[[ RECORDS FOR THIS EXERCISE, beginning ]]

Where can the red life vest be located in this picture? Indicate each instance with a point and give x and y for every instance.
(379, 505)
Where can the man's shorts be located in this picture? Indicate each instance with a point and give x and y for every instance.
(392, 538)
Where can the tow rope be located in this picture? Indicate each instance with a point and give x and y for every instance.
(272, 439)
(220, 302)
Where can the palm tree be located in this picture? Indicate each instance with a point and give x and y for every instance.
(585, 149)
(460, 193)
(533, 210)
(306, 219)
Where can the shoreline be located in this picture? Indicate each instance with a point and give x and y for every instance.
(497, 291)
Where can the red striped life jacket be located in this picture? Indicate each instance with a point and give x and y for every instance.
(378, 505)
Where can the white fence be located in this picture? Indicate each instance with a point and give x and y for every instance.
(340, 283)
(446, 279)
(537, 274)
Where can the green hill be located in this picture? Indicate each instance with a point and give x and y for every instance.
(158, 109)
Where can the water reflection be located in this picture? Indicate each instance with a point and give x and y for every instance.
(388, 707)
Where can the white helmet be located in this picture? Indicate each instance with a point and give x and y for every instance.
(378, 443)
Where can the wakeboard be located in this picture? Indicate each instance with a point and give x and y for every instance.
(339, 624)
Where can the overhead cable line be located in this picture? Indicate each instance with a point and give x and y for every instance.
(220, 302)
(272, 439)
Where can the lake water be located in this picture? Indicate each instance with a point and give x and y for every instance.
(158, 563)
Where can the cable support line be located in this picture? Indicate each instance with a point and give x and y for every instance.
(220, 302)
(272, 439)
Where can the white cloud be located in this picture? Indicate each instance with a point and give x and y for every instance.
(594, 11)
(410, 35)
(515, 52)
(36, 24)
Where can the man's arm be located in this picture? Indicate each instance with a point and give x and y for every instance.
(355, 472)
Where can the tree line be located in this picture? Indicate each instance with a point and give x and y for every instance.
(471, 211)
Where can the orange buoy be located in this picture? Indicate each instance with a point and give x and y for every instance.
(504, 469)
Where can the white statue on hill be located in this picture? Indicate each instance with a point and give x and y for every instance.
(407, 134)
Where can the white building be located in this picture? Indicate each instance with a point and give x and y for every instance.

[[ RECORDS FOR THIS EXERCISE, end ]]

__REQUIRED ACTION__
Each record above should be returned exactly as written.

__ANSWER__
Where can the red life vest be located in this picture? Indicate each instance with a point and give x and y for every instance.
(379, 505)
Where can the man's shorts be located in this picture? Indicate each instance with a point and give x and y for every instance.
(392, 538)
Where can the tow rope be located in this picture? Indicate each instance with a point and give x and y for every instance.
(272, 439)
(220, 302)
Where can the palm tree be located in this picture? Indicate each instance with a point and give x and y for every instance.
(585, 149)
(460, 193)
(533, 210)
(306, 219)
Where can the shoreline be located in this picture? Indicate each instance with a point and give x and y for every instance.
(497, 291)
Where can the red striped life jacket be located in this picture? Indicate each instance with a point and give x and y for every instance.
(378, 505)
Where can the white fence be located in this picture? Indicate each instance with a point and give x and y for every instance.
(340, 283)
(446, 279)
(537, 274)
Where can the green hill be located in this picture? Indicate each instance with a point and give x and y for every instance.
(158, 109)
Where can the water reflection be located in this picture? Indicate each instance with a point and give x and y for every instance.
(388, 707)
Where can the white helmet be located in this picture? Indicate each instance with a point and give x and y for every instance.
(378, 443)
Where can the wakeboard be located in this picture? Indicate each instance with a point and give x and y for every instance.
(339, 624)
Where can the overhead cable line be located in this picture? Indicate each instance with a point and give x and y for every instance.
(220, 302)
(272, 439)
Where can the lake water be located in this picture? Indicate each instance with a point and give x and y for every instance.
(158, 563)
Where can the cable support line be located in this picture? Indicate each instance with a point and give x and y for every instance.
(220, 302)
(272, 439)
Where can the white cloud be located in this picture? Indicate each instance with a point and give x and y for every instance.
(594, 11)
(410, 35)
(515, 52)
(36, 24)
Where can the man's arm be located in this picture? Indicate each instance with a point and give x and y for every instance.
(355, 472)
Where can the tree line be located in this picture? Indicate each instance with a point and give x and y for every instance.
(471, 211)
Where can the orange buoy be located in this picture? Indicate each instance with a point and give x and y for every instance.
(504, 469)
Where can the white statue on hill be located in this picture? Indicate each instance with a point and give x and y for every instance.
(407, 134)
Where can the white building be located in this picture? Indicate each instance with a point and give x and y for every instance.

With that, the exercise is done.